> **Exercise instructions**:
Using the listing below, show all lines that hold the word "reflection".

Excerpted data: Begin

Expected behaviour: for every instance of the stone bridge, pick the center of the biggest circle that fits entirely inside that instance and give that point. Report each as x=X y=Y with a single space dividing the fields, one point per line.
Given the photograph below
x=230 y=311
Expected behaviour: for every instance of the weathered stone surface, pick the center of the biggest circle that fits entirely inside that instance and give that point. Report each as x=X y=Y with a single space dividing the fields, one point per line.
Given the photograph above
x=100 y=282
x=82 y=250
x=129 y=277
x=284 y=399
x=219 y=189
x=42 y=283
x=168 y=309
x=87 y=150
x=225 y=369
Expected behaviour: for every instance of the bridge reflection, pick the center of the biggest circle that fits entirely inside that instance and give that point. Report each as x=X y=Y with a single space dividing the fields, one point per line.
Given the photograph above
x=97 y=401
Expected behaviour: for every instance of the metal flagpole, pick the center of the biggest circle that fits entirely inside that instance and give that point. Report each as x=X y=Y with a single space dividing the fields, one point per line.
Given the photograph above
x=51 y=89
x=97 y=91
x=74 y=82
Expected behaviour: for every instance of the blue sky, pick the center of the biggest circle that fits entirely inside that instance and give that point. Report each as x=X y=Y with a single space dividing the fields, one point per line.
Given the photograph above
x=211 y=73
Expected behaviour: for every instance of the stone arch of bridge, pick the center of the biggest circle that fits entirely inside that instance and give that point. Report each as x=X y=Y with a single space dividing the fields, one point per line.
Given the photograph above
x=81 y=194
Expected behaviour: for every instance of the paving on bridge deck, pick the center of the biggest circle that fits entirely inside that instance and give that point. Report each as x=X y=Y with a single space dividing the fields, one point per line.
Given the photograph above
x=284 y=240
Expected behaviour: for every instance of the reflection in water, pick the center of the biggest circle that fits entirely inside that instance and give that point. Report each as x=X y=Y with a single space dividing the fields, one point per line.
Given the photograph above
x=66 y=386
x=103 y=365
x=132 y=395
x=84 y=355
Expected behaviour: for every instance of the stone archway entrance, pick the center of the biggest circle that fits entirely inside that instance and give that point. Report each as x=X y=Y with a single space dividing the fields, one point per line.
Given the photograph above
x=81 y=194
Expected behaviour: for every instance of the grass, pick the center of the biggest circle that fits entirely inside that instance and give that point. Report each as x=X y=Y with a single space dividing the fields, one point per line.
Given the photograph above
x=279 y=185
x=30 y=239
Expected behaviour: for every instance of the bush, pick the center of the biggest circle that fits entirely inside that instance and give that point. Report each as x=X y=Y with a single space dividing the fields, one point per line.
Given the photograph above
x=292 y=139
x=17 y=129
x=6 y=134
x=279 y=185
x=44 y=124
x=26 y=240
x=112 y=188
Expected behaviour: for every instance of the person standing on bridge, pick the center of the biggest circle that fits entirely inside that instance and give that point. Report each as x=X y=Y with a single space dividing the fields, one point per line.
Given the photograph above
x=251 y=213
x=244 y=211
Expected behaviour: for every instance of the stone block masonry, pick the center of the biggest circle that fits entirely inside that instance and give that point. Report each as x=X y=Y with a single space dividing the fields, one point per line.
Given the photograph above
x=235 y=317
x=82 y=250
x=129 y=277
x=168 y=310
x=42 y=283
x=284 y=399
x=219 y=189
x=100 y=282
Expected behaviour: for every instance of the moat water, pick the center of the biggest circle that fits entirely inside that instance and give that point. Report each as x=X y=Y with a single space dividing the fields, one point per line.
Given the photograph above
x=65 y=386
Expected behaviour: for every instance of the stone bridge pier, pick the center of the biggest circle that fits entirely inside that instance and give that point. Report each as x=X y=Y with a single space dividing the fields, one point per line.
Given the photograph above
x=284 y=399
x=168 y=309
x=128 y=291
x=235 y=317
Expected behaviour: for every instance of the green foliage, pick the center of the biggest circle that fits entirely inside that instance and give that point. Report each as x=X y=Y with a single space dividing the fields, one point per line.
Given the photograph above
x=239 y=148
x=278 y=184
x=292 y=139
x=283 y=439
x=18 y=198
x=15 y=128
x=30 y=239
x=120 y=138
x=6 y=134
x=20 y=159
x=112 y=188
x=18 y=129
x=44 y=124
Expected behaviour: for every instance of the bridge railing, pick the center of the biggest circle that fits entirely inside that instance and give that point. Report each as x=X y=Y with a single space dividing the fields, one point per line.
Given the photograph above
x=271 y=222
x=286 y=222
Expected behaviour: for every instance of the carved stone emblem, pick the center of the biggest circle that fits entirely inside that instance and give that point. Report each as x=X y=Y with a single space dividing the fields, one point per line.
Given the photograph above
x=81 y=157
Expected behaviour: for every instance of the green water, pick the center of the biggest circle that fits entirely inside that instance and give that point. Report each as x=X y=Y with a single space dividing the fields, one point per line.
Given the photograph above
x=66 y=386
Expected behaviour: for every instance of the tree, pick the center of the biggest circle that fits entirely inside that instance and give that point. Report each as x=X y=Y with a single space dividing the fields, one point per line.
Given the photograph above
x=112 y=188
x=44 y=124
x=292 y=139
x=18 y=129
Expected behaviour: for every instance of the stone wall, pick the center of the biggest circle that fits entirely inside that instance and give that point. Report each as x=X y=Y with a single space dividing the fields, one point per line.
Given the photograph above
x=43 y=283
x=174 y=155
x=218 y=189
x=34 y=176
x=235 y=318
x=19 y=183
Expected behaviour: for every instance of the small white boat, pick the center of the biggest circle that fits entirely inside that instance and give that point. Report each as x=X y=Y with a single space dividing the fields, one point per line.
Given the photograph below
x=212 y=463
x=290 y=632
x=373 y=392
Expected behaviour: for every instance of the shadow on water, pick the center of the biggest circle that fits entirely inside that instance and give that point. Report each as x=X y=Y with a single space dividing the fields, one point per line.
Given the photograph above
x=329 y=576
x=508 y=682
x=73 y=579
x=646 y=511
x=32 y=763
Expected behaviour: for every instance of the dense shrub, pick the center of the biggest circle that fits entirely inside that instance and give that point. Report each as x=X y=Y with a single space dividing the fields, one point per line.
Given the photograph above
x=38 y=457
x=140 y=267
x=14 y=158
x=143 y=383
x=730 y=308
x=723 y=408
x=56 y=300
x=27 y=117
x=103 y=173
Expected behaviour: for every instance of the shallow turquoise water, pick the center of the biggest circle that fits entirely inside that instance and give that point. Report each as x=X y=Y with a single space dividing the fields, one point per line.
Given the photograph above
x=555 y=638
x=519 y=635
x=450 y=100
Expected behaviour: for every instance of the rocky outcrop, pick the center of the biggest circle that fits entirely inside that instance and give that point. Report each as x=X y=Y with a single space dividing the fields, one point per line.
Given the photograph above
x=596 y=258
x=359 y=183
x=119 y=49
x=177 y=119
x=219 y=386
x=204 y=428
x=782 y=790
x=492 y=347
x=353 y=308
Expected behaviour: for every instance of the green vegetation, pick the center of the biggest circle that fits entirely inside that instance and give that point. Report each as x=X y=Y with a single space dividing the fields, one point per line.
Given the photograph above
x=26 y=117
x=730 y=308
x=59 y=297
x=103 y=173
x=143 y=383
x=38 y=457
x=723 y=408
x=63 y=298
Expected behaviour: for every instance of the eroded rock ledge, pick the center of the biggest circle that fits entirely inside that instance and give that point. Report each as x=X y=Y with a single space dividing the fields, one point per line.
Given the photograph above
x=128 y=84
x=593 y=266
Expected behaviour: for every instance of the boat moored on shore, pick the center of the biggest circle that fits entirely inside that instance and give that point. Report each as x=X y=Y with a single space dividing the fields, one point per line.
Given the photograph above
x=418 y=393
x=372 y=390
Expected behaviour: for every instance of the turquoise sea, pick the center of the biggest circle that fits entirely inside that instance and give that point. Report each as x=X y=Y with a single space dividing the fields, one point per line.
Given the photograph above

Excerpted data: End

> **Exercise response**:
Expected behaviour: for every instance of the bridge reflection, pick the center of the biggest circle that fits entirely inside that instance and give that point. Report each as x=X y=Y with a single space dividing the fields, one point per line.
Expected behaviour: for every instance of the reflection in water, pick the center of the biggest circle that fits entirely inside that instance and give that point. Report each as x=X y=Y with a single space dividing the fields, one point per line.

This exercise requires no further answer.